Count the lines in the material below that contain the string "white", matching case exactly. Reply with the number only.

----- INPUT RECORDS -----

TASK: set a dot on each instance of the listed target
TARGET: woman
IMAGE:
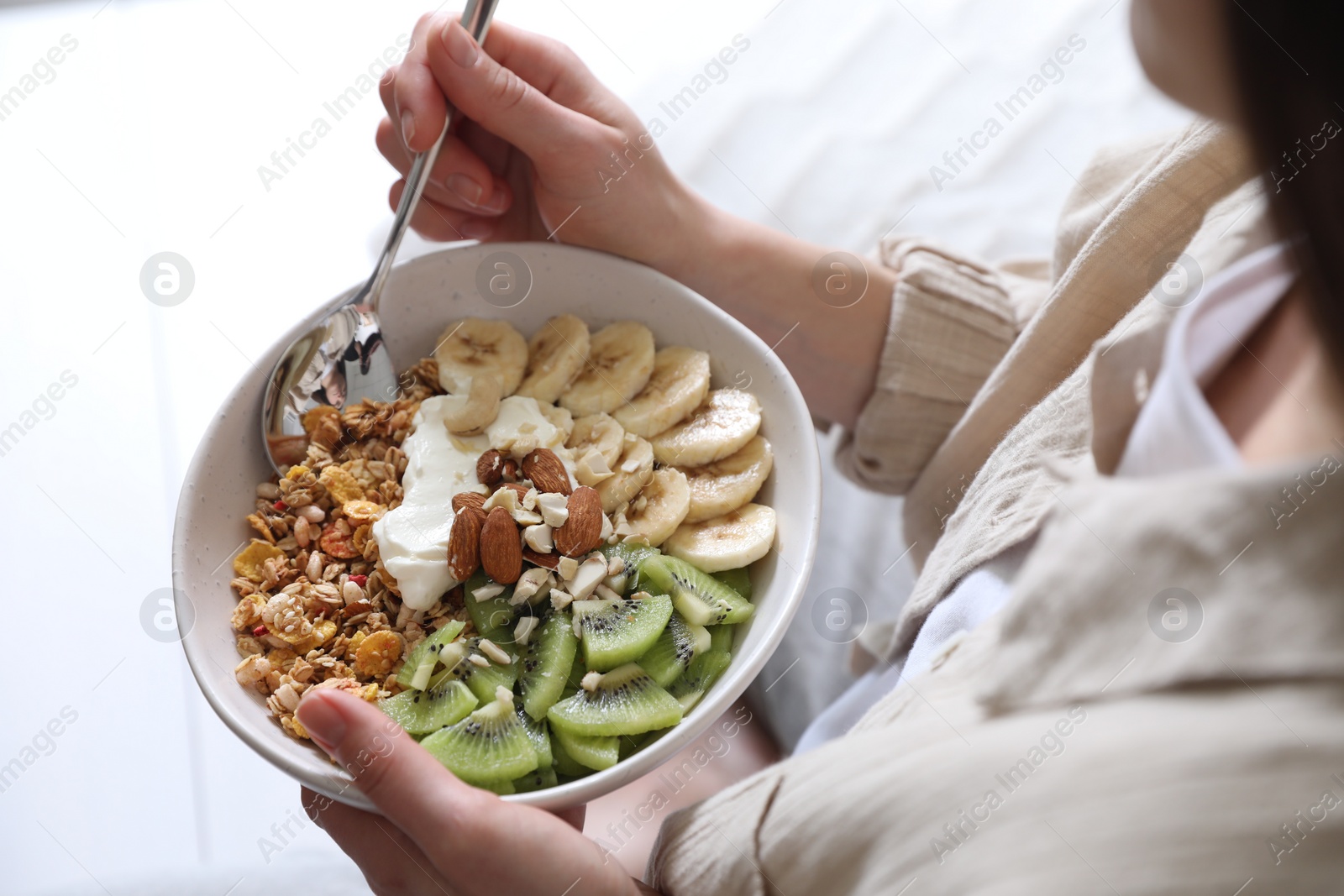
(1122, 660)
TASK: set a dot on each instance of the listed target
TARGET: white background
(150, 139)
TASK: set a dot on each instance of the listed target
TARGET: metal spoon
(343, 360)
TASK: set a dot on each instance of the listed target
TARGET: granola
(315, 609)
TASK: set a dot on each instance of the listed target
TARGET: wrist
(689, 237)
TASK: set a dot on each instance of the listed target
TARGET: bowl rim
(339, 785)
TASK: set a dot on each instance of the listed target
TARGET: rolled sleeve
(952, 322)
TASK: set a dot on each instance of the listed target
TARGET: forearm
(831, 340)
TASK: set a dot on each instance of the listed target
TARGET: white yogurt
(413, 539)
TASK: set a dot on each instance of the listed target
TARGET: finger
(573, 817)
(418, 105)
(438, 222)
(386, 763)
(460, 179)
(501, 101)
(470, 835)
(390, 860)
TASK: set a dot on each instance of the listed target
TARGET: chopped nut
(351, 593)
(252, 671)
(568, 567)
(312, 513)
(488, 591)
(528, 584)
(539, 537)
(524, 629)
(495, 652)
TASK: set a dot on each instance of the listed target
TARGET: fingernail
(324, 721)
(461, 49)
(465, 187)
(496, 203)
(475, 228)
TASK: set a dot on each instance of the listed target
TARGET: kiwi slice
(624, 701)
(575, 681)
(487, 747)
(562, 762)
(483, 681)
(672, 652)
(541, 739)
(631, 555)
(721, 638)
(699, 678)
(737, 579)
(617, 631)
(546, 664)
(539, 779)
(420, 664)
(696, 595)
(492, 617)
(591, 752)
(420, 712)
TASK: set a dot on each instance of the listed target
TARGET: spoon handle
(476, 20)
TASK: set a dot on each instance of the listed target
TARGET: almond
(546, 470)
(464, 543)
(517, 488)
(501, 547)
(490, 468)
(544, 560)
(468, 499)
(582, 530)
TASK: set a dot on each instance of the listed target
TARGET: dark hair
(1289, 67)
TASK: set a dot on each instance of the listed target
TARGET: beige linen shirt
(1095, 736)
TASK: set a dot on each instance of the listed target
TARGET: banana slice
(472, 412)
(559, 418)
(726, 485)
(725, 542)
(679, 383)
(598, 432)
(554, 358)
(721, 426)
(632, 472)
(618, 364)
(475, 345)
(659, 510)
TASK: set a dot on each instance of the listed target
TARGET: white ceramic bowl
(421, 297)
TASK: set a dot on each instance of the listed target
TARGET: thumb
(407, 785)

-----

▶ ANSWER TO THE EXERCISE
3